◆ **CHALLENGE**
Copy the lines below exactly as they appear, without any changes.

Start of SUPPLIED MATERIAL

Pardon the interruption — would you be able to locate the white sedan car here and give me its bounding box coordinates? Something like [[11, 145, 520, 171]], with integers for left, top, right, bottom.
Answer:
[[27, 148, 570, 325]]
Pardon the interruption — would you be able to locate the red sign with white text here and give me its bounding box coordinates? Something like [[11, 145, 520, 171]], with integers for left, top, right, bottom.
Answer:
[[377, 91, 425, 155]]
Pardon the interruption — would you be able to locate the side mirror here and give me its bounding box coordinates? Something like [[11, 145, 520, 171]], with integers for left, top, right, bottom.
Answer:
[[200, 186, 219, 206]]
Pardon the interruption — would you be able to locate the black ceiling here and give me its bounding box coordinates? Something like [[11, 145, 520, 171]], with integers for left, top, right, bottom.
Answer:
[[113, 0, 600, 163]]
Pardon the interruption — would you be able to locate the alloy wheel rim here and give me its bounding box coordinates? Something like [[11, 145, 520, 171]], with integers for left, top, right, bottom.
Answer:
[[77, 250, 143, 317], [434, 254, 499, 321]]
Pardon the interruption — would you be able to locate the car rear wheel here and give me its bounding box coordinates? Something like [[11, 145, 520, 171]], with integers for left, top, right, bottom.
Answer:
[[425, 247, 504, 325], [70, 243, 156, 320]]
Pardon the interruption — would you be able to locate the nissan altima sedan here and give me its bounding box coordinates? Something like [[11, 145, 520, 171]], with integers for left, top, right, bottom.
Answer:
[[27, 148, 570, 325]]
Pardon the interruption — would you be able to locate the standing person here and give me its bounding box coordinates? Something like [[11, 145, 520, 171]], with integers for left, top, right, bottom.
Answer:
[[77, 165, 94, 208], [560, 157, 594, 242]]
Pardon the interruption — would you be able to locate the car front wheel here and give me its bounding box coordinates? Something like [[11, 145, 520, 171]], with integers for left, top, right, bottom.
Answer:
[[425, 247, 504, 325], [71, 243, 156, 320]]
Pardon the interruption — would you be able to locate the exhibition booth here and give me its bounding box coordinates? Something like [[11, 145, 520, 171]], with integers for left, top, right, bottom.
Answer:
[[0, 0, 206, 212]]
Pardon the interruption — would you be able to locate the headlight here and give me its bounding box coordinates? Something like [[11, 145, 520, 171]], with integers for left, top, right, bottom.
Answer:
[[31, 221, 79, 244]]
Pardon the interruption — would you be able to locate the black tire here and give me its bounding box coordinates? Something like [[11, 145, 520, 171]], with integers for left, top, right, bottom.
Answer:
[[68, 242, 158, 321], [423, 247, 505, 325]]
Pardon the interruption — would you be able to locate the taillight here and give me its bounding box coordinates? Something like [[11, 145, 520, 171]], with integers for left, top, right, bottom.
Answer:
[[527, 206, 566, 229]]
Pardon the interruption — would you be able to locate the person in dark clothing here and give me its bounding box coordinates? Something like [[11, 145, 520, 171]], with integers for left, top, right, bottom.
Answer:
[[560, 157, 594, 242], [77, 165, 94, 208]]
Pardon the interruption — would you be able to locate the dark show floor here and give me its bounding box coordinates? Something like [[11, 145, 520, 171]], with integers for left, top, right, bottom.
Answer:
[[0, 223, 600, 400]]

End of SUPPLIED MATERIAL

◆ **RESULT FOR THIS EXERCISE**
Pardon the interruption — would you be able to locate the white sedan car here and give me its bounding box coordinates? Something like [[11, 145, 520, 171]], with integers for left, top, right, bottom.
Answer:
[[27, 148, 570, 325]]
Pardon the interruption — would you be able to locate the red sign with white text here and give me its bounding box coordinates? Something like [[11, 145, 520, 171]], with integers for left, top, right, bottom.
Answer:
[[377, 91, 425, 155]]
Pardon the interruption — would you be able to locate the side mirror here and give me its bounding box coordinates? Something like [[11, 145, 520, 171]], with integers for left, top, right, bottom.
Answer:
[[200, 186, 219, 206]]
Pardon the interruption — would you be able to locate the black ceiling here and give me its bounding box coordinates? Something like [[11, 145, 520, 171]], with integers for left, top, right, bottom.
Answer:
[[113, 0, 600, 163]]
Pardon the interruption — would you be able to locate the alloy wheel rim here and give me its bounding box coordinates? Something like [[11, 145, 520, 171]], with integers for left, top, right, bottom.
Answer:
[[77, 250, 143, 317], [434, 254, 499, 321]]
Pardon the interruption — would you be able to locate the car rear wheel here and give me its bounding box coordinates? Something like [[11, 145, 520, 171]], with integers for left, top, right, bottom.
Answer:
[[425, 247, 504, 325], [70, 243, 156, 320]]
Pardon the interruption — would you be able to locate the nissan altima sedan here and give me its bounding box coordinates? Something like [[11, 145, 520, 171]], with integers for left, top, right, bottom.
Answer:
[[27, 148, 570, 325]]
Pardon the interruption — would you be able to locate the standing person here and give me its bounding box coordinates? Something like [[11, 145, 520, 171]], with integers for left, top, right, bottom.
Answer:
[[77, 165, 94, 208], [560, 157, 594, 242]]
Pardon the interruption — would you be able to locate the car front wheel here and give me its bounding box coordinates? Something like [[11, 145, 520, 171]], with integers for left, top, right, bottom.
Answer:
[[425, 247, 504, 325], [71, 243, 156, 320]]
Pardon the interruption — would you be able to locate the exhibition booth here and give me its bounding box coordinates? Something like [[11, 145, 520, 171]], with integers for left, top, right, bottom.
Answer:
[[0, 0, 206, 212]]
Pardon the interruption — would you be able to locate the headlight here and give me its bounding box coordinates? Something like [[11, 145, 520, 171]], with integers for left, top, right, bottom.
Answer:
[[31, 221, 79, 244]]
Pardon the interruption — would you be able to locate the black tire here and give me its bounding box coordinates? Something like [[11, 145, 520, 171]], with integers for left, top, right, bottom.
Answer:
[[68, 242, 158, 321], [423, 247, 505, 325]]
Pardon the interruption — would you be able to locate the taillight here and give me its bounding box coordinates? Something like [[11, 145, 520, 171]], with integers for left, top, right, bottom.
Answer:
[[527, 206, 566, 229]]
Pardon the interruption — would you be able to locate the person in dark clothing here and give me its bounding box coordinates? Something like [[11, 145, 520, 171]], with integers for left, top, right, bottom.
Answer:
[[560, 157, 594, 242], [77, 165, 94, 208]]
Pardon the interruption — would you be able to locate the dark show floor here and give me its bounding box coordinates? Something like [[11, 145, 520, 171]], with integers for left, top, right, bottom.
Answer:
[[0, 223, 600, 400]]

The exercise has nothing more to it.